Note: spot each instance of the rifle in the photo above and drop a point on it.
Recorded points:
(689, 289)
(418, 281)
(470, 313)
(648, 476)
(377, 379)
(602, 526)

--

Problem to solve:
Rewrite every line of the listing above, changing "rifle" to "firearm" and leaving all other text as it is.

Reply to the task:
Note: spot each instance of the firearm in the photo above and drop a point on it.
Recorded points:
(689, 289)
(418, 281)
(470, 313)
(648, 476)
(377, 379)
(602, 526)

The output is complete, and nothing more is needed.